任務清單 —
**a.** 請根據下方關於二叉樹路徑和的程式碼回答:
(i) 題目範例中給定的 sum 是多少?
(ii) main 方法呼叫 hasPathSum 時,傳入的第二個參數是多少?
(iii) 依註解所述,本題用什麼替代了遞迴的過程?
**b.** 請從下方資料中挑選出所有含有字串「blue」的列,並逐列完整抄錄。

判斷二叉樹的路徑和是否和給定數值相等
package niuke.day1;
import java.util.Stack;
/*Given a binary tree and a sum, determine if the tree has a root-to-leaf path such
that adding up all the values along the path equals the given sum.
For example:
Given the below binary tree andsum = 22,
5
/ \
4 8
/ / \
11 13 4
/ \ \
7 2 1
return true, as there exist a root-to-leaf path5->4->11->2which sum is 22. */
//其實本題並沒有重複的子問題,無需考慮動態規劃,單純的遞迴完全可以解決問題
public class Path_Sum {
public static void main(String[] args) {
TreeNode t1 = new TreeNode(1);
TreeNode t2 = new TreeNode(2);
t1.right = t2;
System.out.println(hasPathSum(t1, 3));
}
static Stack<TreeNode> s = new Stack<>(); //本題利用棧替代了遞迴的過程,事實證明我還是不擅長遞迴
static boolean flag = false; //定義標誌位
public static boolean hasPathSum(TreeNode root, int sum) {
if(root != null)
s.push(root);
while(!s.isEmpty() && flag != true) { //當棧不為空或者還沒有找到符合條件的路徑則一直迴圈
TreeNode temp = s.pop();
if(temp.val == sum && temp.left == null && temp.right == null) {
flag = true; //正好是葉子節點,又恰好滿足條件則修改標誌位
}
if(temp.left != null ) {
temp.left.val += temp.val;
hasPathSum(temp.left, sum);//當左子樹不為空的時候則繼續呼叫自己
}
if(temp.right != null ) {
temp.right.val += temp.val;
hasPathSum(temp.right, sum);
}
}
return flag;
//以下是來自網友的另一種解法
/*public boolean hasPathSum(TreeNode root, int sum) {
if(root==null){
return false; //我常犯的錯誤就是把遞迴裡的返回值理解為是整體的返回,其實這只是遞迴的一步返回
}
if(root.left==null &&root.right==null){//當是葉子節點的時候
if(sum-root.val==0){
return true; //如果滿足結果則返回true
}else{
return false; //否則就返回false
}
}
boolean left=hasPathSum(root.left,sum-root.val); //理解的重點,不斷的遞迴
boolean right=hasPathSum(root.right,sum-root.val);
return left||right;//當左子樹滿足或者右子樹滿足都可以,當底層的樹滿.足會不斷的返回,直到返回最上層,還是要深入理解遞迴的思路
}*/
}
}

任務資料 —
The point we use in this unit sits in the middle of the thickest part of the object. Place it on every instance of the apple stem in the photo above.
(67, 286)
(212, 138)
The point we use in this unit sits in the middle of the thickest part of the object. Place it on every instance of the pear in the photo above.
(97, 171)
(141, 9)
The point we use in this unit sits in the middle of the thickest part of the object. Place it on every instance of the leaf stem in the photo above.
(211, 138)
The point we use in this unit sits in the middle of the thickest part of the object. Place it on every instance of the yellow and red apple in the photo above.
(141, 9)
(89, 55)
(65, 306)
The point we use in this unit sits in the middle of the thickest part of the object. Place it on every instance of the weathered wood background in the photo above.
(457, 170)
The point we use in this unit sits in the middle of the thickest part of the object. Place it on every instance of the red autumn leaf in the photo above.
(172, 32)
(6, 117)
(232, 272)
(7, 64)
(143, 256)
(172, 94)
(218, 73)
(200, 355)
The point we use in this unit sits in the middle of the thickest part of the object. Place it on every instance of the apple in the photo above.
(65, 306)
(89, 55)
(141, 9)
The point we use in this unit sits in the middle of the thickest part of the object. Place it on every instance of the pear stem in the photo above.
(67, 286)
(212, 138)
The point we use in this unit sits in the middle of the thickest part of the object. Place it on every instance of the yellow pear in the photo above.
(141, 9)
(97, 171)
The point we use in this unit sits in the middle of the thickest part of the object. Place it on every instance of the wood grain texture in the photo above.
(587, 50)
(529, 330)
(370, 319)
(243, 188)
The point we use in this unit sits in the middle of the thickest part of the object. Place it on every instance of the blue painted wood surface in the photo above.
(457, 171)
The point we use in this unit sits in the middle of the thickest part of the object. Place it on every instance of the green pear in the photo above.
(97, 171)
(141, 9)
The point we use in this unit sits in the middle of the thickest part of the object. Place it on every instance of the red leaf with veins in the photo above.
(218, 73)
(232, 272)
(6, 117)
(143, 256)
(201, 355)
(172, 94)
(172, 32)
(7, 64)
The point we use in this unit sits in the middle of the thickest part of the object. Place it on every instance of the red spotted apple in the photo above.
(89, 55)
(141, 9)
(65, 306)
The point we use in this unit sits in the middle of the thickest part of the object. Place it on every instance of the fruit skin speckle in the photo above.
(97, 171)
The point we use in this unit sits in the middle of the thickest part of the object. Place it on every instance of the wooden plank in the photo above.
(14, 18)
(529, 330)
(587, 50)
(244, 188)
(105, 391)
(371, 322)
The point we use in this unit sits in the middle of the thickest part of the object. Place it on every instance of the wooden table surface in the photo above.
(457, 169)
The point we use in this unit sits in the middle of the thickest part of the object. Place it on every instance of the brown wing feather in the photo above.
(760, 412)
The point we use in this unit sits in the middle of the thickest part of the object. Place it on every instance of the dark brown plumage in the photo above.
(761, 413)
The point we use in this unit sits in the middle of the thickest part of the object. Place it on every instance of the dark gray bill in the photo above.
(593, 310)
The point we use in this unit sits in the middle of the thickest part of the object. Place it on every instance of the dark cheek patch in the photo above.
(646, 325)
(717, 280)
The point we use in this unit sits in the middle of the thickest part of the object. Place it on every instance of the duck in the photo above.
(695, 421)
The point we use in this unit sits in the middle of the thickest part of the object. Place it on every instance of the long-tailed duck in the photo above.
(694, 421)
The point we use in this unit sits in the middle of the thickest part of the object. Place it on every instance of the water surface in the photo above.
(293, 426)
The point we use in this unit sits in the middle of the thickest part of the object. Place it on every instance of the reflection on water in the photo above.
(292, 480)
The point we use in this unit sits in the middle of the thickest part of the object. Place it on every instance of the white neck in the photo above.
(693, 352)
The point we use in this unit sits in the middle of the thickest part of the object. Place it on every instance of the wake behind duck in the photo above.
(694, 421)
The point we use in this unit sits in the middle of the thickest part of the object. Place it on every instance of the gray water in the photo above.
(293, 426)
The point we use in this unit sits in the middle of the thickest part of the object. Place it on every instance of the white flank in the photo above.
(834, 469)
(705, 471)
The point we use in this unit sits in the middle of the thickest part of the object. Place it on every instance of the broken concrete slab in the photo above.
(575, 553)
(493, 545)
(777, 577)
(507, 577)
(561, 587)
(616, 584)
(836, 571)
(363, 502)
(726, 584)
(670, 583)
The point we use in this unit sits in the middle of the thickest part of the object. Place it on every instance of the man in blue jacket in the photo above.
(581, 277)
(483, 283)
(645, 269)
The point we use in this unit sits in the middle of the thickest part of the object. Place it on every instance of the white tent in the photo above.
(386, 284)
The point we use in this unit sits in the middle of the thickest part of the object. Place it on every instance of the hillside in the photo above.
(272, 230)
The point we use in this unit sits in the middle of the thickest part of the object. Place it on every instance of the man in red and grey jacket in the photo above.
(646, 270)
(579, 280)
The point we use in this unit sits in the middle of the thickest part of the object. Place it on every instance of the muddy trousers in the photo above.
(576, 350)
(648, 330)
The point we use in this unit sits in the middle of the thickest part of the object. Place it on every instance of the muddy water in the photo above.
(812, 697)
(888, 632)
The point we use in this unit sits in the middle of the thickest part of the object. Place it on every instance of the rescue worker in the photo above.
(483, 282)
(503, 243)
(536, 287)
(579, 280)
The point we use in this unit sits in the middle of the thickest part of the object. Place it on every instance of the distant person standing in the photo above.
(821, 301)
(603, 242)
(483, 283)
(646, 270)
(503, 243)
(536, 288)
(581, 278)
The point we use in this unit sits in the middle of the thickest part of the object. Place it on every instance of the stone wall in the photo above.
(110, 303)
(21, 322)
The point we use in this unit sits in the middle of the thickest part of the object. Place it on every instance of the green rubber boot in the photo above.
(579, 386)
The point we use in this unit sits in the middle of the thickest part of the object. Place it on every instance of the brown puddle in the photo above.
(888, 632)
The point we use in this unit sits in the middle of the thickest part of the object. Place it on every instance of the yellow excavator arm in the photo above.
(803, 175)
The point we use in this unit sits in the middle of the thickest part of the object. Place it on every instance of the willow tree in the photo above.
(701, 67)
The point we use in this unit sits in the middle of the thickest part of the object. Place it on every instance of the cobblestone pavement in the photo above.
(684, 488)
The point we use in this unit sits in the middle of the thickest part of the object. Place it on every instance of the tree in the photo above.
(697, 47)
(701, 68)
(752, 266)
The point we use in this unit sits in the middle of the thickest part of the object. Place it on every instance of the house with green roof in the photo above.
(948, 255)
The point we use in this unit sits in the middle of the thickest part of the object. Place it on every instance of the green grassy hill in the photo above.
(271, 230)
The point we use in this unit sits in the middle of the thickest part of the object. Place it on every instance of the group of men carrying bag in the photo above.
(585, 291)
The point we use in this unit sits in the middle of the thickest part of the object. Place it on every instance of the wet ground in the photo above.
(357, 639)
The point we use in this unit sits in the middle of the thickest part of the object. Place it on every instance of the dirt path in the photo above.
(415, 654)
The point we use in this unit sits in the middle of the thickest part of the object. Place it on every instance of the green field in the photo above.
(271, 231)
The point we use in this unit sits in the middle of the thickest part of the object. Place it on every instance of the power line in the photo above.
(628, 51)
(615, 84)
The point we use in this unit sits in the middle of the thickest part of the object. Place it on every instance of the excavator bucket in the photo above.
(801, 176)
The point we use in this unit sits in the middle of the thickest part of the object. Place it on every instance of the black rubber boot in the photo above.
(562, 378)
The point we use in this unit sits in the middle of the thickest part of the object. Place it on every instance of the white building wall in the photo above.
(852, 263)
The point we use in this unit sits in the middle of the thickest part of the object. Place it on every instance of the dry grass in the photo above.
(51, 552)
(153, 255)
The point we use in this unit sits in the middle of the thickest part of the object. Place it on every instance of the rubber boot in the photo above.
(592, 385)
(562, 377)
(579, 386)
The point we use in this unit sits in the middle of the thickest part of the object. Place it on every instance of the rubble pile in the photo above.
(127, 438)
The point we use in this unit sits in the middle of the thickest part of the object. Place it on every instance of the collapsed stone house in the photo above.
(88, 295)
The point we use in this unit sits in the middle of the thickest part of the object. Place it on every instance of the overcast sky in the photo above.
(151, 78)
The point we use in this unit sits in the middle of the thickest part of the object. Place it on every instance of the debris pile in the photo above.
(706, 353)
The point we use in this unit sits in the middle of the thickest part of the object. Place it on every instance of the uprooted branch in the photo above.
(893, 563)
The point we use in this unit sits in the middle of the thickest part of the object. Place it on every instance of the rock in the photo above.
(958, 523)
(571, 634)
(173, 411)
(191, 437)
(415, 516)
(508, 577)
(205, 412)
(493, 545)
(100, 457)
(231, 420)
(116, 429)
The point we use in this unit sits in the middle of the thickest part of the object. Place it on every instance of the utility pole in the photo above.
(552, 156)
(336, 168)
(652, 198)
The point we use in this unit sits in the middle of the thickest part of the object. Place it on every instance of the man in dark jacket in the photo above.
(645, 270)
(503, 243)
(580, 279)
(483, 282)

回答 —
**a.**
(i) 22
(ii) 3
(iii) 棧(Stack)

**b.**
The point we use in this unit sits in the middle of the thickest part of the object. Place it on every instance of the blue painted wood surface in the photo above.
The point we use in this unit sits in the middle of the thickest part of the object. Place it on every instance of the man in blue jacket in the photo above.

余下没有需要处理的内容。